Task set:
**1)** In the post on spotting guns in video, write out the section that begins at the words "To your point, yes, in" and stops after "would also matter.", replacing "dark" with "navy" throughout.
**2)** Answer these from the post on spotting guns in video:
(a) Once the hands are isolated, what are they tracked for in the later frames?
(b) In a video or movie, what is the lighting usually done to make stand out?
(c) In the proposed test, what does the second man pull out?
**3)** Continue the post on spotting guns in video from its final sentence.

The trick is to ignore the background and to focus on the people and their immediate surrounding.
This reduces the amount of image that you have to process and then you can isolate on the hand.
So first frame, you have the most work to find the people, search for hands and then once isolated, you can track the hands to see if they are holding something in the subsequent frames.
To your point, yes, in a video or movie, the lighting is usually done to make the gun stand out.
But suppose we took a video of a group of men standing and wearing dark clothing. Then one pulls out a gun, while another pulls out a cell phone, both black and the phone's screen is dark. They just pull it out and have it at the hip. Do this again with the people wearing dark gloves. Then again in dimmer light.
You'd be surprised at the results. (maybe not.) I guess the resolution would also matter.
BTW, on the James Bond Reference.... would the system recognize the gun that was made out of a cigarette holder, and the cigarette case and lighter? (What if he was palming the gun with only the cigarette holder showing? Would a pencil held like that also trigger the system?)

Labeled-object pointing records
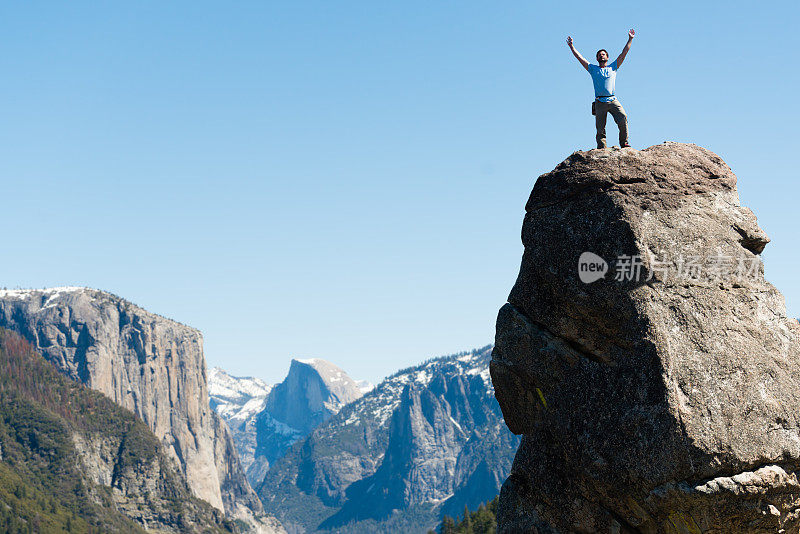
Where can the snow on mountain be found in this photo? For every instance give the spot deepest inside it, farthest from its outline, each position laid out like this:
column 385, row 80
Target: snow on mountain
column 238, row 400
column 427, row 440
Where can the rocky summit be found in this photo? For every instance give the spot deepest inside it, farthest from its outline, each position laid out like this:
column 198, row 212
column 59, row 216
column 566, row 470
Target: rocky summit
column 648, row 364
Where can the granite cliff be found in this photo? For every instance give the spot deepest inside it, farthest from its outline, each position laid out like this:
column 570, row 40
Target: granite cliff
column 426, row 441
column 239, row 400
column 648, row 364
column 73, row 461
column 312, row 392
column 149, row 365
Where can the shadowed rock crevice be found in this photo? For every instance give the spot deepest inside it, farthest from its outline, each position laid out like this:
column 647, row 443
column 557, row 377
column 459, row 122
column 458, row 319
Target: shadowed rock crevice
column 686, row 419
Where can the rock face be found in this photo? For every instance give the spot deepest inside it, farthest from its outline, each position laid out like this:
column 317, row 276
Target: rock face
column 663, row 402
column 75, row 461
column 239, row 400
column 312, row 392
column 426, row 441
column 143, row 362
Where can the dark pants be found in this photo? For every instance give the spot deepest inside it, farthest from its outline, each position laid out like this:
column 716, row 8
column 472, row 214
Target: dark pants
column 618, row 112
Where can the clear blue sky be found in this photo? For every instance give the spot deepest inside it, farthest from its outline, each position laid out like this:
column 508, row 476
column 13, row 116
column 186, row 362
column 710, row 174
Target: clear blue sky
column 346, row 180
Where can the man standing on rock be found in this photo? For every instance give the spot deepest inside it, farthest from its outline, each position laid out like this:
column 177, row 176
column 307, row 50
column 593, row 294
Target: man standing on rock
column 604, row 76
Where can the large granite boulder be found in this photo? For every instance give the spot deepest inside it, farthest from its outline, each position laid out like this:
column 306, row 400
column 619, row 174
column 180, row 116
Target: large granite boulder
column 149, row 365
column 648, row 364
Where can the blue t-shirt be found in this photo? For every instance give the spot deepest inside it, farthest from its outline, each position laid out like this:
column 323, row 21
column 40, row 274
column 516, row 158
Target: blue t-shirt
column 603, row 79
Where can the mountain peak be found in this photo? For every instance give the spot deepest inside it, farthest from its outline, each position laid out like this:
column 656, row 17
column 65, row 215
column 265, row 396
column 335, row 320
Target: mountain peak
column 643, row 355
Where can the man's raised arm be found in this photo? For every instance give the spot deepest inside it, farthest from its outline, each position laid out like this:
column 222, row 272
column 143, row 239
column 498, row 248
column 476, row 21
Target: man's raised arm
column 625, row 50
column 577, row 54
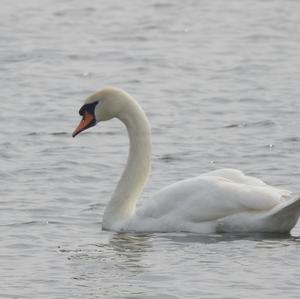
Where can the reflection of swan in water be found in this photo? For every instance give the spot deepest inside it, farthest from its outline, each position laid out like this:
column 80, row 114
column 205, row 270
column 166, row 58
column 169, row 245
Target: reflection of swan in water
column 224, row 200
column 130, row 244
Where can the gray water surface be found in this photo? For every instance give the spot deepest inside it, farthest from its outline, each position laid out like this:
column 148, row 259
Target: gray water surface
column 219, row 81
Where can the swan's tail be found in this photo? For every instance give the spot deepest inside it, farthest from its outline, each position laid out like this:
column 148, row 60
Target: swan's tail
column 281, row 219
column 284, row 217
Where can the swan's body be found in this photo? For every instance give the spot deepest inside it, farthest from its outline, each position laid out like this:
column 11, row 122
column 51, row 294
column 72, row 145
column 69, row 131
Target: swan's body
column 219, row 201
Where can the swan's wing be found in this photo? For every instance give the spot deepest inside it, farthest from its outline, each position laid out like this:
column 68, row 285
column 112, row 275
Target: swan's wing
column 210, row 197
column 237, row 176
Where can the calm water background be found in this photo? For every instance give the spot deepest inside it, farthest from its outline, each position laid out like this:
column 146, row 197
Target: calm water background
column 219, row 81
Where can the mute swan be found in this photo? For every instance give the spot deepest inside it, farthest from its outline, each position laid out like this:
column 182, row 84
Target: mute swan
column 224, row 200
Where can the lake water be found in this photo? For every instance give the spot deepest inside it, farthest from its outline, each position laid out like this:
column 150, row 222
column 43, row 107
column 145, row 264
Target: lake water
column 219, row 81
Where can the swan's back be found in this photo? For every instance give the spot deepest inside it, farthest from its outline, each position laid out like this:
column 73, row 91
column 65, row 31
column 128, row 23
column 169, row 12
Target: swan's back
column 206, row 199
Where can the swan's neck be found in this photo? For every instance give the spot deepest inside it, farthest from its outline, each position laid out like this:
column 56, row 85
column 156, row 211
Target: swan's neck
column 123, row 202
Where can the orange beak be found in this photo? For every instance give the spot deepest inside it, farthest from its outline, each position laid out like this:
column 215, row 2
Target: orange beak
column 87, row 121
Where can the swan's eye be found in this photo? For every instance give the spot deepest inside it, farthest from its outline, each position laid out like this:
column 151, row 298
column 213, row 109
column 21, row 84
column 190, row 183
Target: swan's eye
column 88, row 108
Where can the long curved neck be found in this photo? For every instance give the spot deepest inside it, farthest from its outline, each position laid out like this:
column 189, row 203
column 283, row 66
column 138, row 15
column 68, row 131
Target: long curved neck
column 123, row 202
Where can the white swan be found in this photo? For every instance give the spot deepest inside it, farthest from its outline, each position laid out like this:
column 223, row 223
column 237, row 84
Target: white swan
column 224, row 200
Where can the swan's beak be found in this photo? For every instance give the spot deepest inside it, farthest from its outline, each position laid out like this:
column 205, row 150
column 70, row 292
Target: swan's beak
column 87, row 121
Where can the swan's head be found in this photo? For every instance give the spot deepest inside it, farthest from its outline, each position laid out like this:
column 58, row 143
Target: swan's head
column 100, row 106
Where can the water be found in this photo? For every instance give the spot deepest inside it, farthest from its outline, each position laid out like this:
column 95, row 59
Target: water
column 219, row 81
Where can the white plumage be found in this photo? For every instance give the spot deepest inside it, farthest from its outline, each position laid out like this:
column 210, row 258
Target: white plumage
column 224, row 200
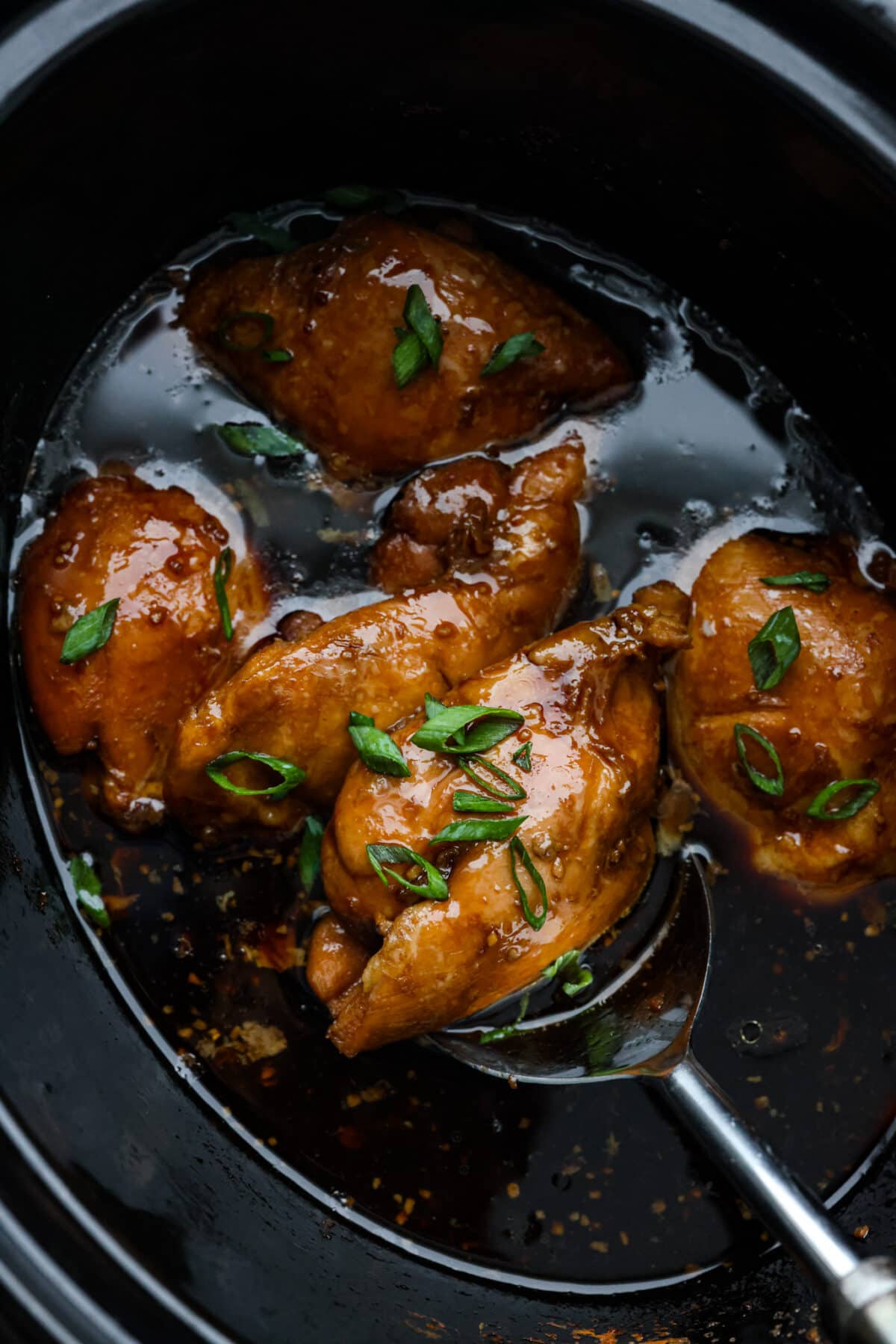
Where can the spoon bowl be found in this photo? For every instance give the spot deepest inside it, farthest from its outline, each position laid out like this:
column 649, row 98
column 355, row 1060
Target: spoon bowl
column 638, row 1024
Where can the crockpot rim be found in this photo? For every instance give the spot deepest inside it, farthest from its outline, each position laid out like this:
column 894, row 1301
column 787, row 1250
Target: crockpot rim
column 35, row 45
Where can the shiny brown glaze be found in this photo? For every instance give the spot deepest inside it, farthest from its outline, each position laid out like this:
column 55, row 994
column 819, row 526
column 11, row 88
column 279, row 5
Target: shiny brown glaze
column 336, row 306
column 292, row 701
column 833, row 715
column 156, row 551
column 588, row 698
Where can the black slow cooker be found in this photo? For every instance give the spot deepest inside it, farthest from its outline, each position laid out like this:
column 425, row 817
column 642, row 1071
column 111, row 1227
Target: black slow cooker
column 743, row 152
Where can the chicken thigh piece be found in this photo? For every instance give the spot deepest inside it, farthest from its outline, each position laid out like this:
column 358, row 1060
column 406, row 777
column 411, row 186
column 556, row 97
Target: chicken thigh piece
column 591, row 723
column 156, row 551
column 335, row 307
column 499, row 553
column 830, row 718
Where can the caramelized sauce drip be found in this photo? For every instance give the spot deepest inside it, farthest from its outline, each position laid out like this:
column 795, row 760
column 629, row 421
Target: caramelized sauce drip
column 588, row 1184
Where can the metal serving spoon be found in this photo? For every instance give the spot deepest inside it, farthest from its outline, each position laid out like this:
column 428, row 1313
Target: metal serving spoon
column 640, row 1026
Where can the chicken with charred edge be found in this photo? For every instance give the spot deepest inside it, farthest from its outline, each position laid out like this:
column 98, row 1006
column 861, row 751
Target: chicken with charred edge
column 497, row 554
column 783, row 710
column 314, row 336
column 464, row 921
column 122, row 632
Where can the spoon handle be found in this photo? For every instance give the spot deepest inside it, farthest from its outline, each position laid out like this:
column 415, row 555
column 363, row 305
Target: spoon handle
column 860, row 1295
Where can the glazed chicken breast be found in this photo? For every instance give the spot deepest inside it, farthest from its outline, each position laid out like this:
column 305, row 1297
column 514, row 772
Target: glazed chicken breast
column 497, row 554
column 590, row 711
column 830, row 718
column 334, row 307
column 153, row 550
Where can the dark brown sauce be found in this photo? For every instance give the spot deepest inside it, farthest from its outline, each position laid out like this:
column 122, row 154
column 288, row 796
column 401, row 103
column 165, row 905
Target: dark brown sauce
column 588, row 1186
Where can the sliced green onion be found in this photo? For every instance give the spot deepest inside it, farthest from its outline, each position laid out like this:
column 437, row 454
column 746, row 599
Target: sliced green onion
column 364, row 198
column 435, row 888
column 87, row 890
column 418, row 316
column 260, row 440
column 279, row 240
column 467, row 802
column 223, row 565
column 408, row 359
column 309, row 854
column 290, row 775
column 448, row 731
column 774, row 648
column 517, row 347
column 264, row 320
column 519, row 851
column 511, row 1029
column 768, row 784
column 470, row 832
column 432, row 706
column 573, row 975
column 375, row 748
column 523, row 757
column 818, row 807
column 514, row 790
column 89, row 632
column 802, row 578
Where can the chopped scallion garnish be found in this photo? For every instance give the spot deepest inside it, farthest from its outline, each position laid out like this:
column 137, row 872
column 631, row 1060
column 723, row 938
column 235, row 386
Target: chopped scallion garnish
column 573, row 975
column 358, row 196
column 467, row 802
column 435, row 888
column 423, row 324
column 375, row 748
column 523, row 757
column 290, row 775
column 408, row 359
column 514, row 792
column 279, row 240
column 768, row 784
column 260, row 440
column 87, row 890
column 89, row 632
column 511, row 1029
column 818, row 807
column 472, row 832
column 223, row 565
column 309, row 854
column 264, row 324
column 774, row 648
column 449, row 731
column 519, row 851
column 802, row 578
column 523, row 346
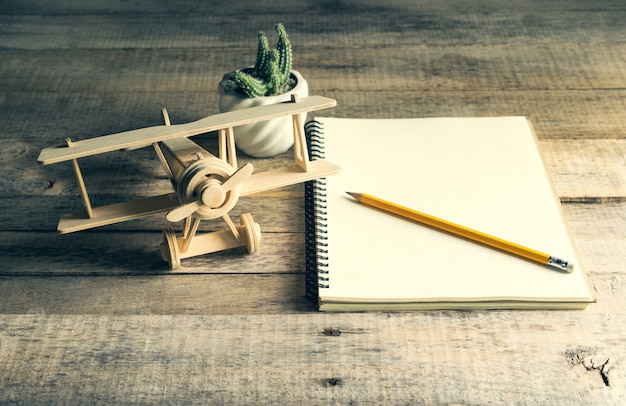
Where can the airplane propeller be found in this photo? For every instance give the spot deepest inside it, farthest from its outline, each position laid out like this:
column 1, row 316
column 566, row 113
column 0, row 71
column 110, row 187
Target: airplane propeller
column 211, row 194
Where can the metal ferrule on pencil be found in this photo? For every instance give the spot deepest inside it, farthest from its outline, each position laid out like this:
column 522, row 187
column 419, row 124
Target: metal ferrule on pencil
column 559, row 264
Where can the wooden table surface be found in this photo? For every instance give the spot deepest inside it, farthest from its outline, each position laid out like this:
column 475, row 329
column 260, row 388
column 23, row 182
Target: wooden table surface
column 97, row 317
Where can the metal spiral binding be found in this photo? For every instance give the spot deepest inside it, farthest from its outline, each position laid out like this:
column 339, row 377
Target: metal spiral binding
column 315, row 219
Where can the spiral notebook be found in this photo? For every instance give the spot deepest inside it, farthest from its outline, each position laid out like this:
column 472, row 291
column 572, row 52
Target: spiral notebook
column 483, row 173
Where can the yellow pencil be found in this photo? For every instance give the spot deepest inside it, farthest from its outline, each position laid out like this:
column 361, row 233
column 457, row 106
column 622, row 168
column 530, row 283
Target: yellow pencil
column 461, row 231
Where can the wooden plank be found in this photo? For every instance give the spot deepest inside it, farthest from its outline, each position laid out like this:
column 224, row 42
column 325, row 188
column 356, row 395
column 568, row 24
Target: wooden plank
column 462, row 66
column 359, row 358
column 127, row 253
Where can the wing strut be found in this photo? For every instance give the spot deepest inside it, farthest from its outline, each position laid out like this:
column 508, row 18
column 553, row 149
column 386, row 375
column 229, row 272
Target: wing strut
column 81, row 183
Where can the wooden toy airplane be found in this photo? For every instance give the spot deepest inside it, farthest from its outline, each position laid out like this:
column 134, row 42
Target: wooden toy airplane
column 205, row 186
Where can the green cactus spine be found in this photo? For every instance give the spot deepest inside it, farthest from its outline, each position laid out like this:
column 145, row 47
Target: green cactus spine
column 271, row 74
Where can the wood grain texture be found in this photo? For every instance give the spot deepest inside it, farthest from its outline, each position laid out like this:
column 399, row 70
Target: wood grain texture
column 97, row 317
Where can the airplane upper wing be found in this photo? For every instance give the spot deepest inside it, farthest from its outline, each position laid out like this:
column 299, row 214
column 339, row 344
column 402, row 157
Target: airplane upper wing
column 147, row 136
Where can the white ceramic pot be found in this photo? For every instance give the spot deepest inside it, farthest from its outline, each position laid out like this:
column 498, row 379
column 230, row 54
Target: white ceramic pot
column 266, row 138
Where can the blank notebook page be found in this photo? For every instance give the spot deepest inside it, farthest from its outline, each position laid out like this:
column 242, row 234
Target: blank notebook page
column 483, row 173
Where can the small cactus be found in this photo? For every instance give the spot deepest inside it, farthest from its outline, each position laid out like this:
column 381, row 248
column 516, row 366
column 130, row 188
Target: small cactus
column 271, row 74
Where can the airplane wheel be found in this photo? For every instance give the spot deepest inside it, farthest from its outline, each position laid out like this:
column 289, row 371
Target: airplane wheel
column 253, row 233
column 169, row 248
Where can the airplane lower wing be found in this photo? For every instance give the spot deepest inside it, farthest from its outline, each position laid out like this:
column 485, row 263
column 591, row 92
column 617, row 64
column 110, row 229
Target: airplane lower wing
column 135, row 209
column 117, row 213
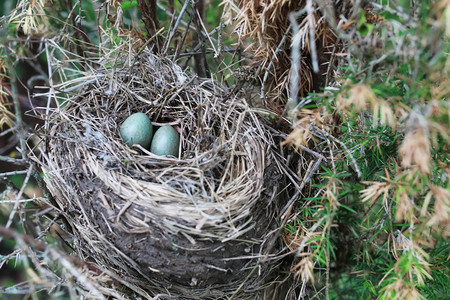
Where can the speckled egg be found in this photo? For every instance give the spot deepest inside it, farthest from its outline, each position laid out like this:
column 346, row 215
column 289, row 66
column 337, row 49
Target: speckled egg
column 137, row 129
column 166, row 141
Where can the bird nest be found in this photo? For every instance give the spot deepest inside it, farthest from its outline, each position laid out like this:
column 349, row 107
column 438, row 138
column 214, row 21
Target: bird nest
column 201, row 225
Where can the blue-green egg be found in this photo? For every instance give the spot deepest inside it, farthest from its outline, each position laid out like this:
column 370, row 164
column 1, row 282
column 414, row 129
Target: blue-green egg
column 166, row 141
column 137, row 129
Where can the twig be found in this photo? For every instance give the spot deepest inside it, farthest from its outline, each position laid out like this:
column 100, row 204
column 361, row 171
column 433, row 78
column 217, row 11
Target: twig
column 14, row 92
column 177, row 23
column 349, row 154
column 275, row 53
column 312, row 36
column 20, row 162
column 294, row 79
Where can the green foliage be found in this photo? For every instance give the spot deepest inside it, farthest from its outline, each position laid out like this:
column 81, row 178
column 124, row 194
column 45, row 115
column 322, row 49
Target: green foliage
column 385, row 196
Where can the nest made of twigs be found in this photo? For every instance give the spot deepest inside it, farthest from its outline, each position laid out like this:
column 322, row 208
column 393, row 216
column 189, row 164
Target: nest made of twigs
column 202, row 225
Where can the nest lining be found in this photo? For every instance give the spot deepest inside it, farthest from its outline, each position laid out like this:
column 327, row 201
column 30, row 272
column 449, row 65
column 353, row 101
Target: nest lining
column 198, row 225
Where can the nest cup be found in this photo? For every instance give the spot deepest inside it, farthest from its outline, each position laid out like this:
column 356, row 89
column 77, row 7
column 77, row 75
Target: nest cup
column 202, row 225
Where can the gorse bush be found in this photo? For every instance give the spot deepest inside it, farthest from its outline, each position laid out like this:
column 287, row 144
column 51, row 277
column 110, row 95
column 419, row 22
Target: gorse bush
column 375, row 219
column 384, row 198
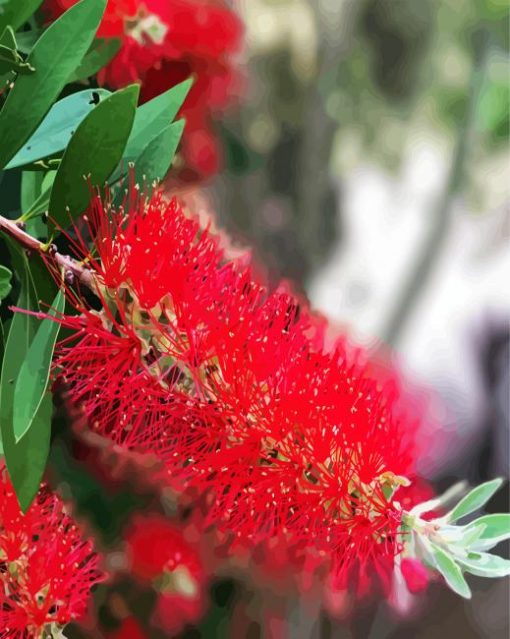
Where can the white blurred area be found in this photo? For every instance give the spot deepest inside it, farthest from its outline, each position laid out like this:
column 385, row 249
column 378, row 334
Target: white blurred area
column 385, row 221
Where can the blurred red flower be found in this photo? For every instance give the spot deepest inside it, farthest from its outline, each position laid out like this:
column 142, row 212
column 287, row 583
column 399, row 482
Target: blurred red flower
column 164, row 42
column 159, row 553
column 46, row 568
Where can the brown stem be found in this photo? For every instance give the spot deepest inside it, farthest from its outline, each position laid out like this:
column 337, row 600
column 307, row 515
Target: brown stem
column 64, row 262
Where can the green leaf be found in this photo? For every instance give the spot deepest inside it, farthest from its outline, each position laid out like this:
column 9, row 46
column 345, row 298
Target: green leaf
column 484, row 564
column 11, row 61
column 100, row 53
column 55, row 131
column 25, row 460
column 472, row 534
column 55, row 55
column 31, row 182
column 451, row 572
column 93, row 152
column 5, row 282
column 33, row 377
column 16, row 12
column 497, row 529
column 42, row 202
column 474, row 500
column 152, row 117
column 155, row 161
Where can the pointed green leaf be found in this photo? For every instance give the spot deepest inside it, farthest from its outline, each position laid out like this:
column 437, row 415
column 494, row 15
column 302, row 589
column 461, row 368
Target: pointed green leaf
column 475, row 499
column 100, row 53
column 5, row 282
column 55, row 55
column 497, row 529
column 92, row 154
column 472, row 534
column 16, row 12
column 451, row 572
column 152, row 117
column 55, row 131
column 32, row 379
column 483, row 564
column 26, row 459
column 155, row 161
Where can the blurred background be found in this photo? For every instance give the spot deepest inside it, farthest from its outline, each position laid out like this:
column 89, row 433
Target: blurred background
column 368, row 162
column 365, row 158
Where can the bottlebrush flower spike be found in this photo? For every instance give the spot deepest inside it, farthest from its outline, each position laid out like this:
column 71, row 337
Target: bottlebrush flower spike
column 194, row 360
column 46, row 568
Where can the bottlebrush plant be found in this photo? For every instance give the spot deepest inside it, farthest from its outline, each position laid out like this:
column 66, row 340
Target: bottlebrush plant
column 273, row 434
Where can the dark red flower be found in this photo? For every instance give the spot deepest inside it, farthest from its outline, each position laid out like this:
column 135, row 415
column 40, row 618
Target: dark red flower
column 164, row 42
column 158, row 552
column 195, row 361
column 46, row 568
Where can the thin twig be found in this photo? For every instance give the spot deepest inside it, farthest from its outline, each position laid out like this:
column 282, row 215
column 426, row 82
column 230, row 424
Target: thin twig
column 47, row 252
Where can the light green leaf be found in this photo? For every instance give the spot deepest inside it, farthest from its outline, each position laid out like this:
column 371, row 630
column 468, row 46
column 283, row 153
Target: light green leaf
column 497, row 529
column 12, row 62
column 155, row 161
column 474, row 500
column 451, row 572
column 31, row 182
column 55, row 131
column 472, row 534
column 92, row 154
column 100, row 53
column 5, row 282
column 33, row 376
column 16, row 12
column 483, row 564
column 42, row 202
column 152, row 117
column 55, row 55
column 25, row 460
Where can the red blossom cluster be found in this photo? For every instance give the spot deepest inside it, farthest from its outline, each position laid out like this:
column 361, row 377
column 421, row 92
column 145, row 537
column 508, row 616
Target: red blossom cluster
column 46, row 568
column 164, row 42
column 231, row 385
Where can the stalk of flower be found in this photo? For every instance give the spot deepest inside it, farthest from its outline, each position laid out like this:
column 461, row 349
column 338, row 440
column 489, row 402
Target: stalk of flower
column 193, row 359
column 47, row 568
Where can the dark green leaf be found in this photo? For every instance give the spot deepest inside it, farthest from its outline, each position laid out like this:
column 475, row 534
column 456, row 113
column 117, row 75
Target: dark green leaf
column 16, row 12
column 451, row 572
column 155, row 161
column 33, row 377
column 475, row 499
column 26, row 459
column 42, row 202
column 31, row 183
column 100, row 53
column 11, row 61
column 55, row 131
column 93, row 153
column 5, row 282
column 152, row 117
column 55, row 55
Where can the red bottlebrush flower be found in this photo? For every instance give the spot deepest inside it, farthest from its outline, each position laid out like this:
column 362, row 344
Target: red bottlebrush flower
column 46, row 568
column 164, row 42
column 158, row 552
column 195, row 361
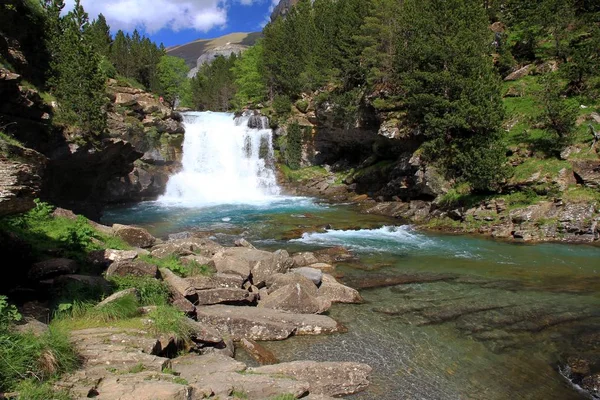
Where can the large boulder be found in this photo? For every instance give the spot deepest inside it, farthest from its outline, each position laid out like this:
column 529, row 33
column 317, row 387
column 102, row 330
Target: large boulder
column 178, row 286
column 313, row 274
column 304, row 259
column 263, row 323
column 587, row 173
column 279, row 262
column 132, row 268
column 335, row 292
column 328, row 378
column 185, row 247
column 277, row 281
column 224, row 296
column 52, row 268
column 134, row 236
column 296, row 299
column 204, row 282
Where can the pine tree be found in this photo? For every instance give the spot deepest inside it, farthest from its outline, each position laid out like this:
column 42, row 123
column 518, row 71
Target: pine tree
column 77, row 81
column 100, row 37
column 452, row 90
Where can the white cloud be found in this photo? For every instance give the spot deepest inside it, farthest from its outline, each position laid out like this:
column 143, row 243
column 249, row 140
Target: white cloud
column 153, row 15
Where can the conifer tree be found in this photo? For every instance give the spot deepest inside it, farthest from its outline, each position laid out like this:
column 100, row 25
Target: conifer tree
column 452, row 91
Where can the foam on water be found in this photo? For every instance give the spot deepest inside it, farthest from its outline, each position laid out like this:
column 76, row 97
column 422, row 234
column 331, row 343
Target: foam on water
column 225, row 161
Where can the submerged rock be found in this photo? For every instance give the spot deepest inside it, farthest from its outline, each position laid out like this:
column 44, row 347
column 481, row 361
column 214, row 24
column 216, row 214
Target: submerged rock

Exercise answers:
**1)**
To your point, yes, in a video or movie, the lighting is usually done to make the gun stand out.
But suppose we took a video of a group of men standing and wearing navy clothing. Then one pulls out a gun, while another pulls out a cell phone, both black and the phone's screen is navy. They just pull it out and have it at the hip. Do this again with the people wearing navy gloves. Then again in dimmer light.
You'd be surprised at the results. (maybe not.) I guess the resolution would also matter.

**2)**
(a) To see if they are holding something.
(b) The gun.
(c) A cell phone.

**3)**
And of course, the gun Daniel Craig is holding is most likely a Sig Sauer P226 but could be a P220 (You can make out the de-cocking lever and its a full sized frame) It also looks to be an older model since its missing the front rail. [Yes, I own and shoot Sigs. ;-) ]
Is it rAIcist? Or does this reflect a bias in the training routine?
Do not think so - the guns in the background are not in focus and fairly low res. There is no way to get a high confidence rating on them using an image recognition algo. We know and understand it is a gun based on character behavior. If you take the frame from that movie (easy to do - all of us have a copy) at DVD SD standard res there are not enough pixels to work with.
Now the the higher confidence ratio on the police squad photo does look fishy. Interesting what data did they feed this.
No silly, they don't need a a computer to detect people with sticks. They have meat sacks who can do that already.
I'm American. You're all just foreigners to us, you're lucky if we distinguish between the tea-drinking-foreigners-with-funny-accents and the talk-like-mexicans-but-don't-make-tacos foreigners, especially since neither type is allowed to own guns. Probably because you're all commies.
(I jest, of course - I read the article too quickly. Except for the gun part, it's a shame you don't get those, they're wicked fun.)
So if it thinks it sees 10 guns in 24 hours of video but only one is real, it only wastes about a minute or two of your time showing you sections of the video where there aren't guns.
It might have a problem in those states where open carry is allowed - it will see guns all the time, because idiots who think it is the old west will walk around with a holster on their hip, just because.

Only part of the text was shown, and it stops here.